Consumer Guide To Poinsettias By John Dole, Allen Hammer and Jim Barrett

As any retailer or grower will tell you, marketing is as much — or more — an art as it is a science. Certainly growers can keep track of which poinsettia cultivars and colors are sold each year and use that information to help plan for the next year. This assumes, of course, that they know when a cultivar or color ran out. Even with all of that work, however, variations in sales of specific colors and cultivars from year to year can drive a crop scheduler insane. Marketing surveys can make the forecasting a little easier, and we have the results from three universities and one retailer to help you: Purdue University, University of Florida, North Carolina State University and Homewood Nursery and Garden Center.

Collecting The Information

Each site conducts its survey slightly differently, so before we can give you our results, we need to give you the particulars of how the information was collected.

Purdue University. Purdue's poinsettia evaluations were conducted in cooperation with White River Gardens, Indianapolis, Ind. Plants were displayed in a conservatory and arranged in three different groups. In the first group, all of the 109 cultivars in the trial were labeled by name and breeder. Visitors were asked to pick their 1st, 2nd and 3rd favorite cultivar from this group. The second grouping contained the most important 16 red cultivars, identified only by number. Visitors were asked to select their 1st, 2nd and 3rd favorite red cultivar (which ones they would purchase). The third group contained 10 novelty cultivars also only identified by number. Visitors were asked to select their 1st, 2nd and 3rd favorite novelty cultivars (which ones they would purchase). Depending on the group of plants, results were based on 1,204-2,013 responses.

University Of Florida. At the University of Florida evaluations were conducted in the production greenhouses. Selected cultivars were arranged in groups of 10, and participants were asked to select the three cultivars they would purchase. Other cultivars were arranged in groups of four and participants were asked which single plant they would purchase. The plants in all groups were identified only by number. Results were based on 265-280 responses.

Homewood Nursery. At Homewood Nursery and Garden Center, Raleigh, N.C., the public voted for their five favorite poinsettias out of a group of 45, each identified by a number. Customers were asked to select their five favorites without ranking them. The survey was conducted from Nov. 19 to Dec. 10, and 598 people cast votes.

North Carolina State University. NC State University held an open house indoors at the J.C. Raulston Arboretum under artificial lights. All 104 cultivars were presented, with two plants of each cultivar on display. Of the 180 attendees at the Consumer Open House, 127 filled out surveys. It was no easy task for the participants because they had so many cultivars from which to choose. To make the job easier, cultivars were organized into six groups: red, pink, white, jingle bells, marble and novelties. Consumers were asked to select their three favorite cultivars within each group. They were also asked to select their three overall favorite cultivars and their three overall least-favorite cultivars from all of the cultivars on display.

§ **Recorded information**
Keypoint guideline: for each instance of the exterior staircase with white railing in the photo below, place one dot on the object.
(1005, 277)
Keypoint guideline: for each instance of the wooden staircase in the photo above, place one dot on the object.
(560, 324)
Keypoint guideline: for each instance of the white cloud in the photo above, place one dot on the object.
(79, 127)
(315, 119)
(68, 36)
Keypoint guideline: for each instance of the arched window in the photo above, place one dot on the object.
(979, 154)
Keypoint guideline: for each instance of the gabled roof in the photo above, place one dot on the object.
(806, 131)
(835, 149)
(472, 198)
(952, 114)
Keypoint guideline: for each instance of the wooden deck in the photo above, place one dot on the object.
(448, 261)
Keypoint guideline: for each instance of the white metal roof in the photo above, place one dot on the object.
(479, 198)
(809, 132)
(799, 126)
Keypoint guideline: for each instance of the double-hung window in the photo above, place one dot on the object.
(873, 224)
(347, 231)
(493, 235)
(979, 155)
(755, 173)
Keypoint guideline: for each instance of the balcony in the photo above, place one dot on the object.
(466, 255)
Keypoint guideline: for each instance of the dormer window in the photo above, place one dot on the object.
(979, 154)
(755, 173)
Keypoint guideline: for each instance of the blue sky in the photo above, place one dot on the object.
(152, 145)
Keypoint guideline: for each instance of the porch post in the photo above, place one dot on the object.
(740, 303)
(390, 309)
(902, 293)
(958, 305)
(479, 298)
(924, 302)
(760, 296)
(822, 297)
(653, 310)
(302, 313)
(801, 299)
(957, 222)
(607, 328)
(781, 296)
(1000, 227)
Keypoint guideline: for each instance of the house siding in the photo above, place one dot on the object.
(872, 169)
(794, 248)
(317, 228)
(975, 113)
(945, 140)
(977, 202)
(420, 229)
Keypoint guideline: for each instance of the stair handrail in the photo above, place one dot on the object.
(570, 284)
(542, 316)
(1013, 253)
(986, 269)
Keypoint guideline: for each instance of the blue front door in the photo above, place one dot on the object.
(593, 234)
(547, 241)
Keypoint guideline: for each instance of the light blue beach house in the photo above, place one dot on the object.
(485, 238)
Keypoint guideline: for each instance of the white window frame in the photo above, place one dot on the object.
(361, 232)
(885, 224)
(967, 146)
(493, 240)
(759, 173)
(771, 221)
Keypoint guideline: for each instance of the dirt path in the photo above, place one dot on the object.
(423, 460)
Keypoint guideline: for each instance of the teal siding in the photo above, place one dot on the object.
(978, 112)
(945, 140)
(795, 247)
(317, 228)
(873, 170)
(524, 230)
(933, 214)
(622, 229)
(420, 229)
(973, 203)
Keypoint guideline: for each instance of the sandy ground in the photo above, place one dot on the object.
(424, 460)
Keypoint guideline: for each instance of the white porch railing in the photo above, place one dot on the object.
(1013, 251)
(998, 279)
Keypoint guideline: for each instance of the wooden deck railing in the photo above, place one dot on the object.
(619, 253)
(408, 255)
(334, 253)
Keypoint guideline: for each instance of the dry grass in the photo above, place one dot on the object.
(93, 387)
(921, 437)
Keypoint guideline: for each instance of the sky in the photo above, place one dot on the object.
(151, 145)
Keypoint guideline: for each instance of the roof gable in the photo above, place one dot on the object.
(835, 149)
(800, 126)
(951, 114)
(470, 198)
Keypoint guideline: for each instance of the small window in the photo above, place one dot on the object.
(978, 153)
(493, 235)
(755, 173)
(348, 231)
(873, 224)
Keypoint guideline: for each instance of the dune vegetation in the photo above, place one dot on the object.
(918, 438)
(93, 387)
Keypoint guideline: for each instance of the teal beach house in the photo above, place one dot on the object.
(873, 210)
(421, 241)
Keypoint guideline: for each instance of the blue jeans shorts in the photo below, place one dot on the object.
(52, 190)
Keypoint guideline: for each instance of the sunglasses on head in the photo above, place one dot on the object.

§ **Short problem**
Answer these from the poinsettia guide above:
(a) How many cultivars were in the Purdue trial?
(b) How many people voted at Homewood Nursery and Garden Center?
(c) How many of the Consumer Open House attendees at NC State filled out surveys?

§ **Completed task**
(a) 109
(b) 598
(c) 127